Requirement »
Return the exact lines spanning from the line with "the wristwatch, where" through the last line of the entries, boundaries included, and no others.
— begin Records supplied —
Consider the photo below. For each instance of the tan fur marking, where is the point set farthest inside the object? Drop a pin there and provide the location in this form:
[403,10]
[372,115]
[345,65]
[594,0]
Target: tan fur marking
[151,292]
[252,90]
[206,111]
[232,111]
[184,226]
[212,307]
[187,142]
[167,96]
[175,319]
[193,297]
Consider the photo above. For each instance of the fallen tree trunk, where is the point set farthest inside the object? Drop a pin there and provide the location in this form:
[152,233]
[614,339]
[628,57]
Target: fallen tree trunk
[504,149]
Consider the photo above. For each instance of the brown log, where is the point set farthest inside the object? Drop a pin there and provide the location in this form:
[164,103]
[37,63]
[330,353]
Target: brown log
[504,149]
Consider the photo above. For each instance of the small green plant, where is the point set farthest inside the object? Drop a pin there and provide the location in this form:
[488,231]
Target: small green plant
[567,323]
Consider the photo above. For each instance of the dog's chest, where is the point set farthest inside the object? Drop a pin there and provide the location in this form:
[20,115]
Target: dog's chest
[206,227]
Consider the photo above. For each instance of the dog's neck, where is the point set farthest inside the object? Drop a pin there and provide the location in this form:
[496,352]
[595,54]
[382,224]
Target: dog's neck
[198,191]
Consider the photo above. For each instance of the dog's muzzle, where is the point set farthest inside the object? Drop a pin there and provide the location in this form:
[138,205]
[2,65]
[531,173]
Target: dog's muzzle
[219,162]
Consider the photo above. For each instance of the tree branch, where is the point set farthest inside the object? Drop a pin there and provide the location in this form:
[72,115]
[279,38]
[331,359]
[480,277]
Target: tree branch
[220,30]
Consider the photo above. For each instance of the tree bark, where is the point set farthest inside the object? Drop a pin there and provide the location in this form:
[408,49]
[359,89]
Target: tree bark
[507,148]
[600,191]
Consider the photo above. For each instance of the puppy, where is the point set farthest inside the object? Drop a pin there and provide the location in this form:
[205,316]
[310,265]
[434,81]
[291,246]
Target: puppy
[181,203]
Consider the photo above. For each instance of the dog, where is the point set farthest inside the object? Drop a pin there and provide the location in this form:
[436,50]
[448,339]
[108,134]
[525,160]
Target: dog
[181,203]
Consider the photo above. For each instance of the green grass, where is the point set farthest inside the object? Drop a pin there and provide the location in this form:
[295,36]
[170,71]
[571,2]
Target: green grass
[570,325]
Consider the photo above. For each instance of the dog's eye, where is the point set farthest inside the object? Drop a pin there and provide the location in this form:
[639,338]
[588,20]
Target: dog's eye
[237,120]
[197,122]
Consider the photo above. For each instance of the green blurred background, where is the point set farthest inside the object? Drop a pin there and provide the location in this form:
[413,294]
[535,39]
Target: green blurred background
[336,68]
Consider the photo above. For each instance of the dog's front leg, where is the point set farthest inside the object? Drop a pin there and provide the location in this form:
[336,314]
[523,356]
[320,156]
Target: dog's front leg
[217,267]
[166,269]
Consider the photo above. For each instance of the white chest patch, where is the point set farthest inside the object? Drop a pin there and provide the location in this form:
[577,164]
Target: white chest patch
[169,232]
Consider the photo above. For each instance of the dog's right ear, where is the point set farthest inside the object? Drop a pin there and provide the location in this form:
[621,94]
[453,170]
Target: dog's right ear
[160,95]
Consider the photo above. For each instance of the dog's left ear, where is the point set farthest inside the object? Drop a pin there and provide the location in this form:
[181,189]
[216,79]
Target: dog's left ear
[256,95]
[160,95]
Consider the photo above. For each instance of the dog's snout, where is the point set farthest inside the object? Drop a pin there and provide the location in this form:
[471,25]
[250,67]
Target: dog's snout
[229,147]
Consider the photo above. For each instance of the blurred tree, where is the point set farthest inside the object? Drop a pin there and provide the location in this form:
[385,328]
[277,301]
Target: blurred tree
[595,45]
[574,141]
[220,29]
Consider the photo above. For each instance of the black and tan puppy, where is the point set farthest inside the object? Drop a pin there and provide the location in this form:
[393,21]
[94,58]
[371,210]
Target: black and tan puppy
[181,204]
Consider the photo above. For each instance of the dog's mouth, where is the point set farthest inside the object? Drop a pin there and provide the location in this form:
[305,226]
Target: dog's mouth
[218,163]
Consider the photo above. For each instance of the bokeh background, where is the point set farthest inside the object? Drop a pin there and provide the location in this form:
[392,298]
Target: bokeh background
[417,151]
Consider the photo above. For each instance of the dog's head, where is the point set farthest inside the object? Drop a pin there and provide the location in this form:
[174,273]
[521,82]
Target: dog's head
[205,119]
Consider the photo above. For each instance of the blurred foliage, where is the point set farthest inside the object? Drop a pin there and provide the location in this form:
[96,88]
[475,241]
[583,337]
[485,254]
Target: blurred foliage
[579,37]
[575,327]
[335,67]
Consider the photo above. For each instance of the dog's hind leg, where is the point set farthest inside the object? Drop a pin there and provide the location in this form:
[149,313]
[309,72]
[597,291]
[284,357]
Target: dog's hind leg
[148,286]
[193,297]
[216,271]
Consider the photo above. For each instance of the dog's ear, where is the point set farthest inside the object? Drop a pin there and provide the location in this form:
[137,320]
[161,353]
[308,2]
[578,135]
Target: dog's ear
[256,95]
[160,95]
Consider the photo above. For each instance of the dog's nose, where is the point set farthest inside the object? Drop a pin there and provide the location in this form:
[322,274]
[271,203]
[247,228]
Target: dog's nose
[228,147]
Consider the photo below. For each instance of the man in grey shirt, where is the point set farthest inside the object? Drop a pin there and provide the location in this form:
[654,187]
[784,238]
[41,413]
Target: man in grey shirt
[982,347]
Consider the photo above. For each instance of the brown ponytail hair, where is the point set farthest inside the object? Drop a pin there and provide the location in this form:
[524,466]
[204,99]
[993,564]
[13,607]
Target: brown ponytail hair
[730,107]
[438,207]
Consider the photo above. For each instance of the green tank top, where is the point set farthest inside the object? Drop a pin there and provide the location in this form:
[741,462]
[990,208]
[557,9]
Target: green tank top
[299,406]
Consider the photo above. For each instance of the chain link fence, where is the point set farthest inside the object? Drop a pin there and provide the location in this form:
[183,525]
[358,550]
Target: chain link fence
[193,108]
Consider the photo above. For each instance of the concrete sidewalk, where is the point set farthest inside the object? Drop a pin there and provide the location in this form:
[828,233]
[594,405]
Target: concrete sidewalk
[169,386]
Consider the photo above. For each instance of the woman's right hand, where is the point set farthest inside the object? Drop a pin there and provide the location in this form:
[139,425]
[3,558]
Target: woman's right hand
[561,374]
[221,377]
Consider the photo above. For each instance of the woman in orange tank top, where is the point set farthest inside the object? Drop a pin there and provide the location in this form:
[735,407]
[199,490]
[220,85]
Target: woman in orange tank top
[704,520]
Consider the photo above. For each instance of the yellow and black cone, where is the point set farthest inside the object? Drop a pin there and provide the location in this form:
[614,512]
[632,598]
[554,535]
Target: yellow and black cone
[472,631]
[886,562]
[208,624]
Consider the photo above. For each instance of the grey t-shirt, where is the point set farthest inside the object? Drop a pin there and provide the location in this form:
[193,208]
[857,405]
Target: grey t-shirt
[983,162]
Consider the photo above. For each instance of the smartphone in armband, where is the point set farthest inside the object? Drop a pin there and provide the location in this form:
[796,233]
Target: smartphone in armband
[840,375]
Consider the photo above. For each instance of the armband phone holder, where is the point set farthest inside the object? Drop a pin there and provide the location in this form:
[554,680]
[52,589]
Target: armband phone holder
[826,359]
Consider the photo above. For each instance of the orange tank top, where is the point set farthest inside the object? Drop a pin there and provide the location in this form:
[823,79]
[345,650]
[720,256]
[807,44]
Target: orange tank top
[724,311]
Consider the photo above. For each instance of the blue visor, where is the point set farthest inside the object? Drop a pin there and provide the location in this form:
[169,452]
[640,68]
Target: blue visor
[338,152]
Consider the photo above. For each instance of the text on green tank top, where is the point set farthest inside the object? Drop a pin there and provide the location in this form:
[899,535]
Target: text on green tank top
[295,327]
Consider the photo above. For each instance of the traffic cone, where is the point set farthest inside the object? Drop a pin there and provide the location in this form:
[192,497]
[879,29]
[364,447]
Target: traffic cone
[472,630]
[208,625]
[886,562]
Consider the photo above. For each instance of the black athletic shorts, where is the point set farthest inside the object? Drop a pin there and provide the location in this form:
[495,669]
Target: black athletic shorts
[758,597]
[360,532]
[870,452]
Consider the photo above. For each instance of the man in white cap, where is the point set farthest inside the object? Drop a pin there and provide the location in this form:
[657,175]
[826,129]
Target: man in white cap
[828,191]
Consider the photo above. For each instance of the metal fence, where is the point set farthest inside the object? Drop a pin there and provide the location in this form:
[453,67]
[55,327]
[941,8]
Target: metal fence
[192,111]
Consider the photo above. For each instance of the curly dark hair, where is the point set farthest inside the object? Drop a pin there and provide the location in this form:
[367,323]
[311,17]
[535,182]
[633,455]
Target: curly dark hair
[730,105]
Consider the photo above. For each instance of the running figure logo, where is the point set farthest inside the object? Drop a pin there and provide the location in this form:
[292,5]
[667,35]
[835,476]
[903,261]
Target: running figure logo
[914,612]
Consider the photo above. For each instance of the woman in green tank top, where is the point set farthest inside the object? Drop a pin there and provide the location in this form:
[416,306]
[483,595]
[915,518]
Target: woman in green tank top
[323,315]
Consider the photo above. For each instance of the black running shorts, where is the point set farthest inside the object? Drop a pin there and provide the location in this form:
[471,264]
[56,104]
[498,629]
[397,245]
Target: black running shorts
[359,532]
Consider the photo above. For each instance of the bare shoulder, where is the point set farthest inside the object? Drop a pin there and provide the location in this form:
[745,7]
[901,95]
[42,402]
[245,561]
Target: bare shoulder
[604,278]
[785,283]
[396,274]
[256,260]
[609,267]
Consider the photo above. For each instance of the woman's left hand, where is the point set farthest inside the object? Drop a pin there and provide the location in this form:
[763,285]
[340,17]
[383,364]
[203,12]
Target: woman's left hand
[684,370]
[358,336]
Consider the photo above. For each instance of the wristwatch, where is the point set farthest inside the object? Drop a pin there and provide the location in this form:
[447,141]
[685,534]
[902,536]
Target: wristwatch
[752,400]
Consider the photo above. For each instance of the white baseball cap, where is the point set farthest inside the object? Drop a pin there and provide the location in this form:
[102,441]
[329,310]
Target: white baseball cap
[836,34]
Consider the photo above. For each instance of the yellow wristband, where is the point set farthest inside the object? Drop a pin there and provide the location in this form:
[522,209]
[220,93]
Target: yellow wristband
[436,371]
— end Records supplied —
Finished answer »
Consider the photo above. For each instance of the wristwatch, where is the point set farthest inside the object? Drop a pin there and provide the location in this form:
[447,141]
[685,534]
[902,536]
Target: wristwatch
[752,400]
Consider the photo above. For each instance of the white baseball cap, where is the point set farthest inside the object? Drop a pin there and provide the location in this form:
[102,441]
[329,310]
Target: white baseball cap
[836,34]
Consider the photo above. For each instance of the yellow wristband, where is the point set farthest inside the object? Drop a pin there and provide the location in this form:
[522,209]
[220,93]
Target: yellow wristband
[436,371]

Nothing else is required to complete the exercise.